Exercise description -> Reproduce the entries below with every occurrence of "keypoint" changed to "marker", leaving everything else as it is.

Data provided ->
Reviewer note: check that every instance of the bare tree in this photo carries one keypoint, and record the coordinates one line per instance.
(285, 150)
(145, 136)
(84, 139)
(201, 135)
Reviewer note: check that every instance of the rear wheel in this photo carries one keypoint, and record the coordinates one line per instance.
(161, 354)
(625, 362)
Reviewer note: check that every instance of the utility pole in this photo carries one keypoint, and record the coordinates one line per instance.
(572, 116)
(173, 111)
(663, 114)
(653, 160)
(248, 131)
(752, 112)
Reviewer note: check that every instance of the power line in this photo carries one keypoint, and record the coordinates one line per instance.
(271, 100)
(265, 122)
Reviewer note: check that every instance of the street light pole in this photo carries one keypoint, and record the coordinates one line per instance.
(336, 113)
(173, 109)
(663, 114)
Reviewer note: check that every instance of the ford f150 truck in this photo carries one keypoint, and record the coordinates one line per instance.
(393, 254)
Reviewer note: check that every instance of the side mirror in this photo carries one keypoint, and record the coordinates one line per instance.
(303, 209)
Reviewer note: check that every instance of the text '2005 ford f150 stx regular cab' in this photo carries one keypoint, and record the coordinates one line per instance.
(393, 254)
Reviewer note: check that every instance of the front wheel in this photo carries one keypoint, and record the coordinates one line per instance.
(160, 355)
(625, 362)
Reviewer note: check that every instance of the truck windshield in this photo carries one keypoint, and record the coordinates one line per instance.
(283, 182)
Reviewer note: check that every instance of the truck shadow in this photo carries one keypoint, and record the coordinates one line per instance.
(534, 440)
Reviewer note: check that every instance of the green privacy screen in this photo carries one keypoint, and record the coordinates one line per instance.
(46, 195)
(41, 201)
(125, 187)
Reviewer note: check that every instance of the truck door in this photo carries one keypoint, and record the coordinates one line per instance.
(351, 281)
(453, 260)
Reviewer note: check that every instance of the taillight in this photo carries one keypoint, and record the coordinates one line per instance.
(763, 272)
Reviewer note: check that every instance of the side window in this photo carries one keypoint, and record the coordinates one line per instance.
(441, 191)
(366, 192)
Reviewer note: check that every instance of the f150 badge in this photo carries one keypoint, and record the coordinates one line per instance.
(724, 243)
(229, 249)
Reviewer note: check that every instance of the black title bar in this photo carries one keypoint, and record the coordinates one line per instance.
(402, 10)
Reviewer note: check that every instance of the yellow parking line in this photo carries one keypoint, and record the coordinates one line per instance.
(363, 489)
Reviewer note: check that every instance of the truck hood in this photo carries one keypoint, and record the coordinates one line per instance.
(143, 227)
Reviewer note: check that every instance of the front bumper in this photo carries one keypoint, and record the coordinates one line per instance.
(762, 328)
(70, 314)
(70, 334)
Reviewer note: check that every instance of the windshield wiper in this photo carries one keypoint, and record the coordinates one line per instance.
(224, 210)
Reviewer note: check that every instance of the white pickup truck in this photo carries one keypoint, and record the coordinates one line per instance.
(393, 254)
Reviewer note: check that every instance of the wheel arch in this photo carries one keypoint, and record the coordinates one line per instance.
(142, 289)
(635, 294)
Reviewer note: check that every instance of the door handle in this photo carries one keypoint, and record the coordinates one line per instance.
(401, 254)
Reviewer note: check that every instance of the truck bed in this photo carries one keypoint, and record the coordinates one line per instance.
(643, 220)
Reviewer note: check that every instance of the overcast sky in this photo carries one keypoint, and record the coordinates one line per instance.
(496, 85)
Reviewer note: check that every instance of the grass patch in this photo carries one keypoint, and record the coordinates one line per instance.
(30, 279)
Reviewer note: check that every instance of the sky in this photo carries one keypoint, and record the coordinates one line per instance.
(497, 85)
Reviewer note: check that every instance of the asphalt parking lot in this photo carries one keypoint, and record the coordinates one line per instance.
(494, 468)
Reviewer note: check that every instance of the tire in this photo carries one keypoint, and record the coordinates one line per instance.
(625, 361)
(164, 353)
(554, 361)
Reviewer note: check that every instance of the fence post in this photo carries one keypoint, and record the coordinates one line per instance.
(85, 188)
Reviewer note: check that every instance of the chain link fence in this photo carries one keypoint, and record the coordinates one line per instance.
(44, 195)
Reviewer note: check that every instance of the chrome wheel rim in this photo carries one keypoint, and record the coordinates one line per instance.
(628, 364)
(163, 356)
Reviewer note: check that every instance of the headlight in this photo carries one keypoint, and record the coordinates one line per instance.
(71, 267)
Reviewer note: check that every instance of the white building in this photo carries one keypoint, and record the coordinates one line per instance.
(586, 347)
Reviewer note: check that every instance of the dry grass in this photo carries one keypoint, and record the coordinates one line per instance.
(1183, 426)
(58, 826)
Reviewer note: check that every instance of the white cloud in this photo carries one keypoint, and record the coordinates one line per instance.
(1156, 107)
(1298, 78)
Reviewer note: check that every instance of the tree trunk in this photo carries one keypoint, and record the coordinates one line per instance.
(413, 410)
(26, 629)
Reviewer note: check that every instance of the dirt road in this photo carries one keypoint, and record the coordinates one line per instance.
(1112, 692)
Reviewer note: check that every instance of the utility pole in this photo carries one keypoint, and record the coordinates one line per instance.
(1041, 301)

Reply to the task ->
Reviewer note: check that every instance of the bare tree in this photo carries one marker, and record the coordinates one line per instance.
(285, 150)
(145, 136)
(84, 139)
(201, 135)
Reviewer note: check that every instance of the rear wheel in this photo carries one marker, and record the coordinates one line per instance.
(161, 354)
(625, 362)
Reviewer note: check that every instance of the utility pole in this photo carries one marker, and record the coordinates one line per instance.
(572, 116)
(173, 111)
(663, 114)
(653, 160)
(248, 131)
(752, 112)
Reviewer note: check that every instance of the power line in this photo carries one marker, and record the coordinates one line per instance.
(271, 100)
(265, 122)
Reviewer note: check that every instance of the street light pole in this photo carries one marker, and record the coordinates one line per instance.
(336, 113)
(173, 109)
(663, 114)
Reviewer note: check that every instance of the ford f150 truck in this photo carries one marker, and record the coordinates one line per instance.
(393, 254)
Reviewer note: check that every instance of the side mirror in this photo carries one marker, and record the coordinates one line per instance.
(303, 209)
Reviewer note: check that every instance of the text '2005 ford f150 stx regular cab' in this photo carries one marker, and record the coordinates one line per instance.
(393, 254)
Reviewer note: check that every instance of the front wheel in this photo carries one marker, and record the coordinates one line per instance.
(160, 355)
(625, 362)
Reviewer note: check that every instance of the truck windshield in this photo carries one marker, and record the coordinates one line per instance.
(283, 182)
Reviewer note: check that every instance of the truck shadow in this photo carries one marker, and record the coordinates one line per instance.
(534, 440)
Reviewer note: check that every instance of the green privacy screen in this photo carries one marker, and record the coordinates one line per instance.
(46, 195)
(41, 201)
(125, 187)
Reviewer note: check that every instance of the truck door in this photo carries one marker, and record the coordinates one line per instance.
(351, 281)
(453, 260)
Reviewer note: check that every instance of the taillight in this photo carries one marker, and record the coordinates one line per instance.
(763, 272)
Reviewer note: check that every instance of the side window in this photo carries one marker, and record the coordinates one line per instance.
(441, 191)
(366, 192)
Reviewer note: check that every instance of the f150 badge in this photo carries one marker, and record the coordinates one line per instance.
(724, 243)
(229, 249)
Reviewer note: check that every instance of the black title bar in this photo carries one marker, and record the coordinates one line per instance.
(402, 10)
Reviewer note: check that every instance of the yellow parking line in this photo carries one marker, and record the coordinates one line per instance.
(363, 489)
Reviewer note: check that every instance of the truck hood in this photo carries one marker, and record the coordinates one line per instance.
(143, 227)
Reviewer note: check that every instance of the front bumper in this photo carries one marker, and record the coordinates one line per instance.
(762, 328)
(70, 314)
(70, 334)
Reviewer note: check that every instance of the windshield wiper in this photo carries one marker, and record the coordinates one line per instance.
(224, 210)
Reviewer note: check that every instance of the white pickup truck in this photo carries one marker, and record the coordinates one line per instance.
(393, 254)
Reviewer note: check that every instance of the wheel arch in this photo carries one marker, and record the coordinates one line per instance.
(142, 289)
(635, 294)
Reviewer note: check that every instance of the door handle in this photo carries one marker, and record the coordinates one line per instance.
(401, 254)
Reviewer note: check that every instance of the truck bed in this photo carries one marker, and record the coordinates one line per instance.
(643, 220)
Reviewer note: check that every instance of the overcast sky in this photo carries one marker, and record the coordinates one line per instance.
(496, 85)
Reviewer note: check that every instance of the grass patch in this photo carries one marker, and record the coordinates one line per instance.
(30, 279)
Reviewer note: check that every instance of the sky in this photo carries one marker, and record the coordinates one line per instance.
(497, 85)
Reviewer note: check that every instance of the asphalt parking lot in this photo carries one marker, and record the coordinates one line per instance.
(494, 468)
Reviewer note: check that every instance of the tire in this photo carries one marker, and record the coordinates one line per instance.
(625, 361)
(164, 353)
(554, 361)
Reviewer note: check that every instance of the fence post in this photo carries one marker, and record the coordinates one line per instance.
(85, 188)
Reviewer note: check that every instance of the chain link fence in this photo carries one marker, and record the coordinates one line per instance.
(44, 195)
Reviewer note: check that every instance of the chrome wheel rim in this photo carries one marker, and record the coordinates one line per instance.
(628, 364)
(163, 356)
Reviewer note: check that every instance of the headlight in this photo carries one marker, and record the coordinates one line per instance.
(71, 267)
Reviewer note: check that every instance of the white building in this photo carries one marker, and record the coordinates one line per instance.
(586, 347)
Reviewer note: check that every instance of the dry grass in this photo carries one marker, and record the coordinates one line per instance.
(1183, 426)
(58, 826)
Reviewer note: check that every instance of the white cloud in this photo carries one marker, and record the coordinates one line per instance.
(1156, 107)
(1298, 78)
Reviewer note: check that every instance of the tree trunk in this photo carries one marker, and record the coordinates one line per instance.
(413, 410)
(26, 629)
Reviewer note: check that every instance of the dirt road in this photo carries one marker, and record the coordinates one line per instance.
(1112, 692)
Reviewer note: check that every instance of the utility pole in this photo carries one marker, and record the coordinates one line per instance.
(1041, 301)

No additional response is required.